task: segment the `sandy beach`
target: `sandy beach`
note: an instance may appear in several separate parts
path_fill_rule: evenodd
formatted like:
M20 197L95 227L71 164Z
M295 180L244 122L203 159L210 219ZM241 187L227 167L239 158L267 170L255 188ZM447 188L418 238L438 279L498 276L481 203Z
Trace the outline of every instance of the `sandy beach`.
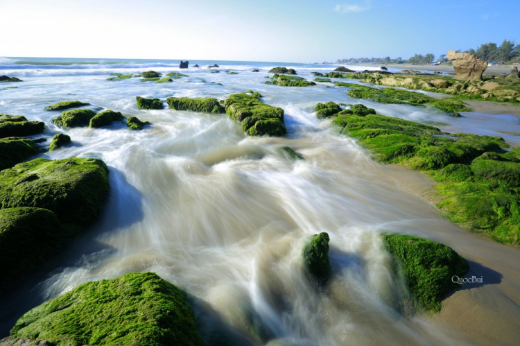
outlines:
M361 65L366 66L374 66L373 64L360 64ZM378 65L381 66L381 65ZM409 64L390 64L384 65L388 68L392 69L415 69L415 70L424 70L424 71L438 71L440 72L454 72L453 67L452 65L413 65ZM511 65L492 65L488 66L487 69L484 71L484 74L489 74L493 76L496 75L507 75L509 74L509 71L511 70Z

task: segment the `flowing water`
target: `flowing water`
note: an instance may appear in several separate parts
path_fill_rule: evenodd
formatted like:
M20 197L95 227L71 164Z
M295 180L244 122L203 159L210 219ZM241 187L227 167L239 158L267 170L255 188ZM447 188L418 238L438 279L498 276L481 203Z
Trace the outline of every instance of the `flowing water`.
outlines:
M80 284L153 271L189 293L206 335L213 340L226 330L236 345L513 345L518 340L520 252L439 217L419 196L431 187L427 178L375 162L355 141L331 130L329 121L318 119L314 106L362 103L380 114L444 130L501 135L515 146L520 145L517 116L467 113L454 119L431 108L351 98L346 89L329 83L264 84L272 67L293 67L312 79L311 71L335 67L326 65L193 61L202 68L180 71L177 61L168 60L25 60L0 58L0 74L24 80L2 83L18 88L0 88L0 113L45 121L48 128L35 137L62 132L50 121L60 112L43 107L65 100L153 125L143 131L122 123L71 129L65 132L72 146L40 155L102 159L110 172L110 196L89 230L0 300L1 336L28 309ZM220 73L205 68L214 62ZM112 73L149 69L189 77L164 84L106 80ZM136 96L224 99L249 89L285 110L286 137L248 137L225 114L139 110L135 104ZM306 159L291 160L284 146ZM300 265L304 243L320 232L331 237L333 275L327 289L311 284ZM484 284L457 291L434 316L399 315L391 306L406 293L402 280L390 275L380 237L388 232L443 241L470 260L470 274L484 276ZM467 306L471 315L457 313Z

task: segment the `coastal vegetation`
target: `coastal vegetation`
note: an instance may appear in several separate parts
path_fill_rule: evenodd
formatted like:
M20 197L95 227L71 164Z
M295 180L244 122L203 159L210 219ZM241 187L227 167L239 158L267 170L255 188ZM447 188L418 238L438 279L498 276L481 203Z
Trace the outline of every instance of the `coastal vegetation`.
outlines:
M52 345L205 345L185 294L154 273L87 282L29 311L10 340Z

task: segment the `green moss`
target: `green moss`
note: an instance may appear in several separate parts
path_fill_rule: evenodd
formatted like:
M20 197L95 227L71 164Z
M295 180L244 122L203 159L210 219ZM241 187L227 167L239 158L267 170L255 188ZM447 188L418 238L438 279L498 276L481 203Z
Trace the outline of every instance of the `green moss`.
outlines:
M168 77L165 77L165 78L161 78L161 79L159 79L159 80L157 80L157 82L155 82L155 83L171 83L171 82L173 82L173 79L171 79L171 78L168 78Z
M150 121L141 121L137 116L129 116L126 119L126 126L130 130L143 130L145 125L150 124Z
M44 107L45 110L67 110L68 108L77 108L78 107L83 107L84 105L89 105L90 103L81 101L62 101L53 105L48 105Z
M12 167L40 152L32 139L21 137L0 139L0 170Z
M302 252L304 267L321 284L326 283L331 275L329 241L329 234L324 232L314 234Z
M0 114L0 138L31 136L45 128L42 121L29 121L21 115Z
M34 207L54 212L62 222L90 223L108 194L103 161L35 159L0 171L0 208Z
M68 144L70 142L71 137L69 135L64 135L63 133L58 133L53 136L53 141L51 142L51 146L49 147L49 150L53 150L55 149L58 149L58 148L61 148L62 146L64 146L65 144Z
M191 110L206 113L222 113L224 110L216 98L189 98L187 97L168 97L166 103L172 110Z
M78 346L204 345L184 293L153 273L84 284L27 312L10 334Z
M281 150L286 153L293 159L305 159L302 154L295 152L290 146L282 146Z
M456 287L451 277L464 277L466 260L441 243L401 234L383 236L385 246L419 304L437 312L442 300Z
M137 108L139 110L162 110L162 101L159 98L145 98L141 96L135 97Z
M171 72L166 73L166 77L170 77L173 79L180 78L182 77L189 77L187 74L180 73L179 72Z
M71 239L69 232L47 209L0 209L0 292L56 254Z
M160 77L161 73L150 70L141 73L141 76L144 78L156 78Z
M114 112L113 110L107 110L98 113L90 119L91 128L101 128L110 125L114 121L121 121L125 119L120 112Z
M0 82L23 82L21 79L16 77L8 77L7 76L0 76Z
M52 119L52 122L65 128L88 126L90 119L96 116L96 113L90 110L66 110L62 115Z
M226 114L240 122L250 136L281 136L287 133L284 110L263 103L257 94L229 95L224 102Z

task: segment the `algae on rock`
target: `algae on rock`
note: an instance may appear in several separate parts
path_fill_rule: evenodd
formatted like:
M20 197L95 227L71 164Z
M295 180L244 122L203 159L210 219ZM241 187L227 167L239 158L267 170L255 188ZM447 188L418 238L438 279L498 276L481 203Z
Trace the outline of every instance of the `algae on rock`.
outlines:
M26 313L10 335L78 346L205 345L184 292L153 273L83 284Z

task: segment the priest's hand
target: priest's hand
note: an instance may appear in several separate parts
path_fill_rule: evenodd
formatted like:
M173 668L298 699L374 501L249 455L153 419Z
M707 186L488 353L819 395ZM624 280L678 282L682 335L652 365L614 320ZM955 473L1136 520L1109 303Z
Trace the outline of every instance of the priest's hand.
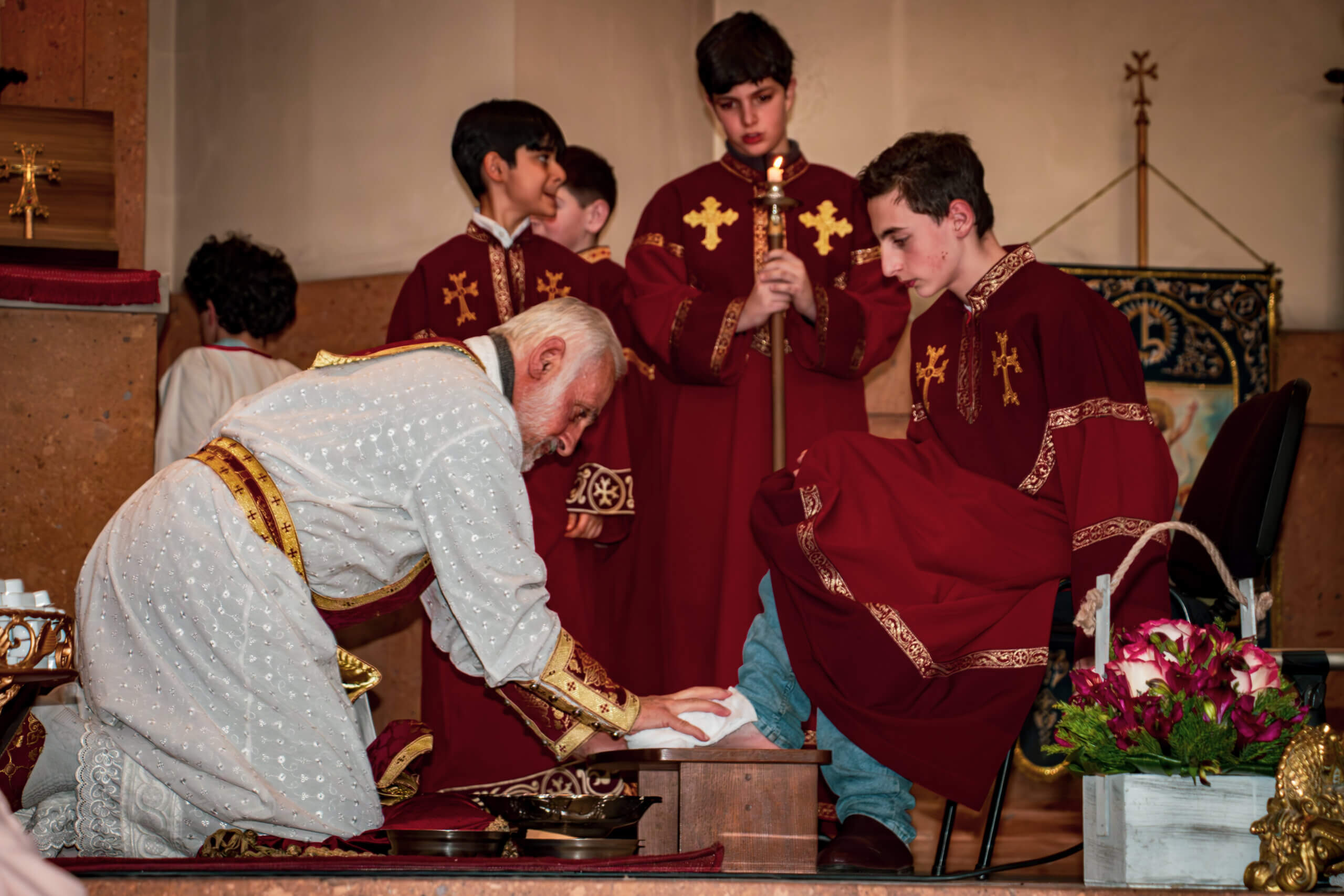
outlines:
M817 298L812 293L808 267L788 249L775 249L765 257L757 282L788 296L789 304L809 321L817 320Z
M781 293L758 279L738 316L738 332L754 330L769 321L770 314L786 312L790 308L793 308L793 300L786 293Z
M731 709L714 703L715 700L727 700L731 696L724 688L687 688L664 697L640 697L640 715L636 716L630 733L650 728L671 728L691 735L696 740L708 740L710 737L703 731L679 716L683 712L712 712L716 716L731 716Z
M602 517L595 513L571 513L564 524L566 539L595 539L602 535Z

·····

* _Exercise details_: Rewrite every item above with "several" changed to "multiple" and nothing else altered. Omit the pictures.

* _Task output_:
task: segment the `sandy beach`
target: `sandy beach`
note: an instance may appear in multiple separate parts
path_fill_rule: evenodd
formatted like:
M20 197L95 227L71 164Z
M295 180L244 122L203 159L210 219ZM241 187L227 167L239 158L267 170L255 188ZM447 188L418 238L438 279L498 276L481 203Z
Trace the outline of every instance of the `sandy beach`.
outlines:
M361 65L366 66L374 66L373 64L360 64ZM378 65L381 66L381 65ZM409 64L390 64L384 65L388 68L392 69L415 69L415 70L424 70L424 71L438 71L440 72L454 72L453 67L452 65L413 65ZM511 65L492 65L488 66L487 69L484 71L484 74L489 74L493 76L496 75L507 75L509 74L509 71L511 70Z

task: segment the `flowing water`
target: `flowing water`
note: an instance may appear in multiple separate parts
path_fill_rule: evenodd
formatted like:
M20 197L95 227L71 164Z
M295 180L244 122L203 159L210 219ZM241 187L227 167L239 158L267 170L255 188ZM447 188L418 238L438 279L498 276L481 203Z
Trace the outline of every instance of the `flowing water`.
outlines:
M80 284L153 271L189 293L206 335L213 340L226 330L236 345L513 345L518 340L520 252L439 217L419 196L431 187L427 178L375 162L355 141L331 130L329 121L318 119L314 106L362 103L380 114L444 130L501 135L515 146L520 145L517 116L467 113L454 119L431 108L351 98L346 89L329 83L264 84L272 67L293 67L312 79L311 71L335 67L326 65L193 61L202 68L180 71L177 61L168 60L25 60L0 58L0 74L24 80L2 83L18 88L0 88L0 113L45 121L48 128L35 137L62 132L50 121L60 112L43 107L65 100L153 125L143 131L122 123L71 129L65 132L72 146L40 155L102 159L110 172L110 196L89 230L0 300L1 336L28 309ZM220 73L205 68L214 62ZM112 73L149 69L189 77L164 84L106 80ZM136 96L224 99L249 89L285 110L286 137L248 137L225 114L139 110L135 104ZM306 159L291 160L284 146ZM300 265L304 243L320 232L331 237L333 275L327 289L311 284ZM484 284L457 291L434 316L399 315L391 306L406 293L402 280L390 275L380 237L388 232L443 241L470 260L470 274L484 276ZM467 306L471 315L457 313Z

task: segment the `coastal vegetation`
target: `coastal vegetation`
note: an instance may appear in multiple separate parts
path_fill_rule: evenodd
formatted like:
M20 197L95 227L71 164Z
M295 180L244 122L203 159L210 219ZM241 187L227 167L239 158L267 170L255 188ZM447 188L418 238L438 279L498 276L481 203Z
Trace the outline of every instance of the `coastal vegetation`.
outlines:
M52 345L205 345L185 294L154 273L87 282L29 311L10 340Z

task: segment the `green moss`
target: `green moss`
note: an instance may appear in multiple separate parts
path_fill_rule: evenodd
formatted like:
M20 197L95 227L71 164Z
M295 180L244 122L203 159L210 219ZM241 187L227 167L239 158L267 170L255 188ZM447 188L418 238L438 279L498 276L481 203Z
Trace the outline of every instance of the `green moss`.
outlines:
M168 77L165 77L165 78L161 78L161 79L159 79L159 80L157 80L157 82L155 82L155 83L171 83L171 82L173 82L173 79L171 79L171 78L168 78Z
M150 121L141 121L137 116L129 116L126 119L126 126L130 130L143 130L145 125L150 124Z
M44 107L45 110L67 110L68 108L77 108L78 107L83 107L84 105L89 105L90 103L81 101L62 101L53 105L48 105Z
M12 167L40 152L32 139L21 137L0 139L0 170Z
M302 252L304 267L321 284L326 283L331 275L329 241L329 234L324 232L314 234Z
M0 114L0 138L31 136L45 128L42 121L29 121L21 115Z
M34 207L54 212L62 222L90 223L108 194L103 161L35 159L0 171L0 208Z
M68 144L70 142L71 137L69 135L64 135L63 133L58 133L53 136L53 141L51 142L51 146L49 147L49 150L53 150L55 149L58 149L58 148L61 148L62 146L64 146L65 144Z
M191 110L206 113L222 113L224 110L216 98L189 98L187 97L168 97L166 103L172 110Z
M78 346L204 345L184 293L153 273L84 284L27 312L10 334Z
M281 150L286 153L293 159L305 159L302 154L295 152L290 146L282 146Z
M456 287L451 277L464 277L466 260L441 243L401 234L383 236L385 246L419 304L437 312L442 300Z
M137 108L139 110L162 110L162 101L159 98L145 98L141 96L135 97Z
M171 72L166 73L166 77L170 77L173 79L180 78L182 77L189 77L187 74L180 73L179 72Z
M71 239L69 232L47 209L0 209L0 292L56 254Z
M160 77L161 73L150 70L141 73L141 76L144 78L156 78Z
M114 112L113 110L107 110L98 113L90 119L91 128L101 128L110 125L114 121L121 121L125 119L120 112Z
M0 82L23 82L21 79L16 77L8 77L7 76L0 76Z
M52 119L52 122L65 128L88 126L90 119L96 116L96 113L90 110L66 110L62 115Z
M226 114L240 122L250 136L281 136L287 133L284 110L263 103L257 94L229 95L224 102Z

task: segment the `algae on rock`
target: `algae on rock`
note: an instance may appear in multiple separate parts
path_fill_rule: evenodd
formatted like:
M20 197L95 227L71 164Z
M295 180L244 122L203 159L210 219ZM241 187L227 167L239 158L267 170L255 188ZM447 188L418 238L438 279L498 276L481 203Z
Trace the outline of every instance of the `algae on rock`.
outlines:
M26 313L10 335L78 346L205 345L184 292L153 273L83 284Z

task: segment the priest's hand
target: priest's hand
note: an instance may appear in multiple separate parts
path_fill_rule: evenodd
formatted like:
M173 668L298 699L374 501L249 455L153 419Z
M707 186L488 353L819 395ZM624 280L678 282L682 335L652 365L614 320ZM955 473L1136 520L1109 303Z
Trace the outline of every instance of the priest's hand.
outlines:
M817 298L812 293L808 267L788 249L775 249L765 257L757 282L788 296L789 304L809 321L817 320Z
M781 293L758 279L738 316L738 332L754 330L769 321L770 314L786 312L790 308L793 308L793 300L786 293Z
M731 709L714 703L715 700L727 700L731 696L724 688L687 688L664 697L640 697L640 715L636 716L630 733L650 728L671 728L691 735L696 740L708 740L710 737L703 731L679 716L683 712L712 712L716 716L731 716Z
M602 517L595 513L571 513L564 524L566 539L595 539L602 535Z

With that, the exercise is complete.